We do not express an opinion on the completeness or accuracy of the
representations or warranties made by the parties to the Documents, matters of
fact, matters of foreign law, international law, including, without limitation,
the law of the European Union, and tax and anti-trust law, except to the extent
that those representations and warranties and matters of fact and law are
explicitly covered by the opinions below and except to the extent the law of the
European Union (other than anti-trust and tax law) has direct force and effect
in the Netherlands. No opinion is given on commercial, accounting, tax or
non-legal matters or on the ability of the parties to meet their financial or
other obligations under the Documents.
3. Based upon and subject to the foregoing and subject to any matters,
documents or events not disclosed to us by the parties concerned and having
regard to such legal consideration as we deem relevant, and subject to the
qualifications listed below we are of the opinion that under the laws of the
Netherlands as at present in effect:
(a) The Indenture has been duly authorized and when duly executed, sealed
and attested and (if appropriate) delivered by the Company and the other
parties thereto will constitute a valid and legally binding instrument of
the Company enforceable against the Company in accordance with its terms.

# What you have to do:
Please carry on the legal opinion on Netherlands law from the point where it stops. The lines that come next are separate material and not part of the legal opinion.

# Information supplied:
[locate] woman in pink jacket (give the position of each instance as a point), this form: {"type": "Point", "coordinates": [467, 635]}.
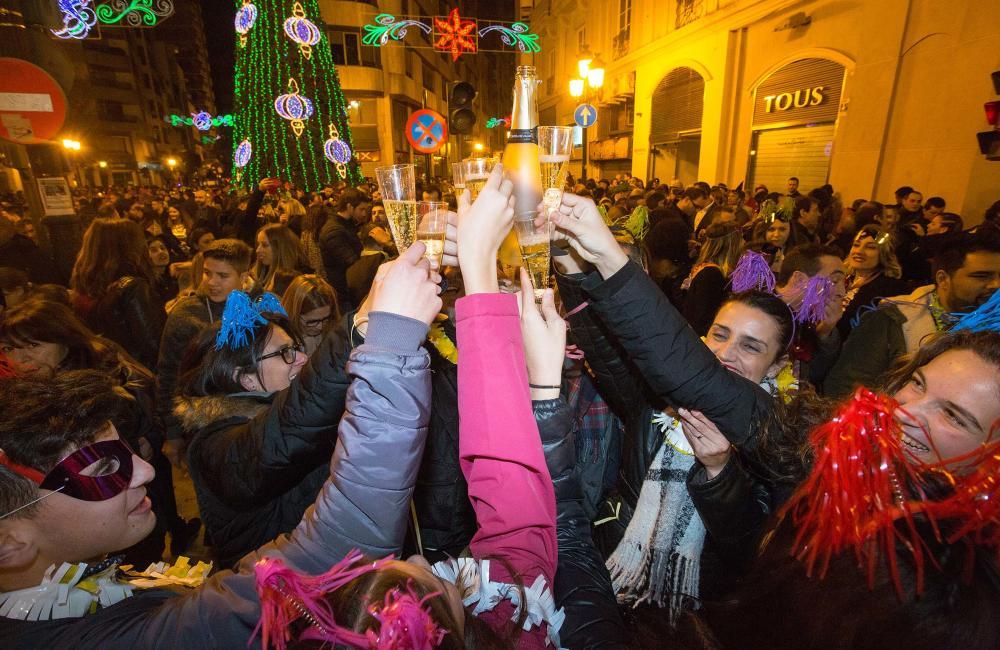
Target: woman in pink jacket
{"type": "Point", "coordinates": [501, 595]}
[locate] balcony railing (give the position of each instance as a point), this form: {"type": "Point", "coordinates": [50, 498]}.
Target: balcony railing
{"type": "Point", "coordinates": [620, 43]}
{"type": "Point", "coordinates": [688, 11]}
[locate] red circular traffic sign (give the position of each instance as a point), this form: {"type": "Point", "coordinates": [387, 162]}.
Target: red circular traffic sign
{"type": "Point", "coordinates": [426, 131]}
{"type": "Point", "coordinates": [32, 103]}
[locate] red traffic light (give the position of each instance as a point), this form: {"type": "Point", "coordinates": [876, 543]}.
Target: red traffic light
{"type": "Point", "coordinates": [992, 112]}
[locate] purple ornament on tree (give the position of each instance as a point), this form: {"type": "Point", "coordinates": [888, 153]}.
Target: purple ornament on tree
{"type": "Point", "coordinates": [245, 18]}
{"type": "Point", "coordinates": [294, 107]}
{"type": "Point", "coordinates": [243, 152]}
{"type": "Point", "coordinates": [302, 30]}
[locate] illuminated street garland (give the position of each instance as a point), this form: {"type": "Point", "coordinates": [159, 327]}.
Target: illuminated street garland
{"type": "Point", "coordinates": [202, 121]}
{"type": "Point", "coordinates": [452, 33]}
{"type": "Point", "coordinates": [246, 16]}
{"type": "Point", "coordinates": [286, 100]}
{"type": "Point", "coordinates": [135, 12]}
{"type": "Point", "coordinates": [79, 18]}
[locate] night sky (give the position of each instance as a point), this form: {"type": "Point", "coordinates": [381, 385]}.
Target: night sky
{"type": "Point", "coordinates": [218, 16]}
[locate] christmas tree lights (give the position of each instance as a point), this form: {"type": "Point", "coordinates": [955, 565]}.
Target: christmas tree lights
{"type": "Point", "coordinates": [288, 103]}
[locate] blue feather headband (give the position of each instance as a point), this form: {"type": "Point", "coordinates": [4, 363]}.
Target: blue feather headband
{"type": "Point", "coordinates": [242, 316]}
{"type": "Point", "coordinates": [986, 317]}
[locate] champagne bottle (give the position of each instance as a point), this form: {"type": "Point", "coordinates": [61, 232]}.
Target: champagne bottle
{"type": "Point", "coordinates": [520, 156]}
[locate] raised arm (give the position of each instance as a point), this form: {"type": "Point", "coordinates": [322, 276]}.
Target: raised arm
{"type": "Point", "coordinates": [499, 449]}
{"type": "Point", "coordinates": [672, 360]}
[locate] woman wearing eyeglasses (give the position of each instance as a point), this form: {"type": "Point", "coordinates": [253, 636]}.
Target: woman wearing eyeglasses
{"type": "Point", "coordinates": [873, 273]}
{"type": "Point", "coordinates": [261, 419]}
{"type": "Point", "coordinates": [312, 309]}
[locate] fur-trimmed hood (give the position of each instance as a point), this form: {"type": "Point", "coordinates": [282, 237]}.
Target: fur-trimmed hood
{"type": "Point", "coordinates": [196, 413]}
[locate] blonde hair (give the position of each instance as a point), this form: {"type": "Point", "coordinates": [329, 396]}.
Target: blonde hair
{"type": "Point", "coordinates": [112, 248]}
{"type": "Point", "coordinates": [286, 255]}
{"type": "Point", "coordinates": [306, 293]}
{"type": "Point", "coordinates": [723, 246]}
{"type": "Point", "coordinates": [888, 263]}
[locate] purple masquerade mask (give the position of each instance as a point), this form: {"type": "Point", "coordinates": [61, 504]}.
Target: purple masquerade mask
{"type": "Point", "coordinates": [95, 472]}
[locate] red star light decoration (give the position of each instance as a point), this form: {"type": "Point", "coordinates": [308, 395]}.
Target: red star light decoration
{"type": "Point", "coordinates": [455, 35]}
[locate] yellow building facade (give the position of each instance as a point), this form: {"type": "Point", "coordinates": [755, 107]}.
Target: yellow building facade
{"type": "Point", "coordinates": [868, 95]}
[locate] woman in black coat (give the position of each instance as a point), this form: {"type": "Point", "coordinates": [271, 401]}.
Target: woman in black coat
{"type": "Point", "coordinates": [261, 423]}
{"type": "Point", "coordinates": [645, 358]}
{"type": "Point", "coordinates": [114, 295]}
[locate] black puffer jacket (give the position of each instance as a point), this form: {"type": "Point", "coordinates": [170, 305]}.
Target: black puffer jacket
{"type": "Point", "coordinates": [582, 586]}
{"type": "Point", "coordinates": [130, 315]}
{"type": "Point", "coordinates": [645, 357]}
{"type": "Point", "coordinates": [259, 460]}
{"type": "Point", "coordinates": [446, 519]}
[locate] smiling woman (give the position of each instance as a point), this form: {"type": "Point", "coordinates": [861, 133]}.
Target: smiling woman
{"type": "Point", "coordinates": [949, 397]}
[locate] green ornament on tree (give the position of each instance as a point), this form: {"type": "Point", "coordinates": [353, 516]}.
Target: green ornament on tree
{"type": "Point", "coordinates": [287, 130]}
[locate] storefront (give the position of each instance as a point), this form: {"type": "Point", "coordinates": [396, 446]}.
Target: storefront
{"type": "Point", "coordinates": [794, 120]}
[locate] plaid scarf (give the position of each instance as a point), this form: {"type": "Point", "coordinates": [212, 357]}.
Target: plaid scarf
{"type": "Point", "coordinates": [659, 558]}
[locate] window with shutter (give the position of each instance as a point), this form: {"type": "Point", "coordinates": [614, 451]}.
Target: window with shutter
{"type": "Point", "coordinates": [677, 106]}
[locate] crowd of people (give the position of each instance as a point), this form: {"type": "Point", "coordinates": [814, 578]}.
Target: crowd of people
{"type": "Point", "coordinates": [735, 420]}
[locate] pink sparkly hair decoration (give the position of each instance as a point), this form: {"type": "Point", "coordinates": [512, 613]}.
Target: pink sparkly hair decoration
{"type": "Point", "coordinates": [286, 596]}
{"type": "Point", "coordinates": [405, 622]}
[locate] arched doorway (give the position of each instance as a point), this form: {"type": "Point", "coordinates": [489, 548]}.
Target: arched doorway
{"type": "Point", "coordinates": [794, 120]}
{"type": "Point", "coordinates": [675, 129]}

# Task response:
(b) The Guaranteed Debt Securities have been duly authorized and, when the
final terms thereof have been duly established and approved and when duly
executed by
<PAGE>
NOVEMBER 13, 2000 4/8
the Company, in each case pursuant to the authority granted in the
Resolutions, and authenticated by the Guaranteed Debt Trustee in
accordance with the Guaranteed Debt Indenture and delivered to and paid
for by the purchasers thereof, and provided that any offer of the
Guaranteed Debt Securities or any announcement of such offer is permitted
under the Dutch Act on the Supervision of the Securities Trade 1995 (WET
TOEZICHT EFFECTENVERKEER 1995 or the "ACT"), will constitute valid and
legally binding obligations of the Company entitled to the benefits of
the Guaranteed Debt Indenture.
(c) Under the Act, the Guaranteed Debt Securities may not be offered in or
outside the Netherlands outside a restricted circle and such offer may
not be announced by advertisement or documents unless the following
requirements are met:
(i) the offered securities have been admitted or are likely to be
admitted to a Netherlands recognized securities exchange; or
(ii) in respect of the offer a prospectus is generally available which
complies with the pertinent rules and regulations under and
pursuant to the Act, provided that reference to prospectus is made
in every written communication of the offer; or
(iii) an exception, exemption or dispensation from the prohibition to
offer applies under or pursuant to the Act and the requirements of
such exception, exemption or dispensation is fully complied with.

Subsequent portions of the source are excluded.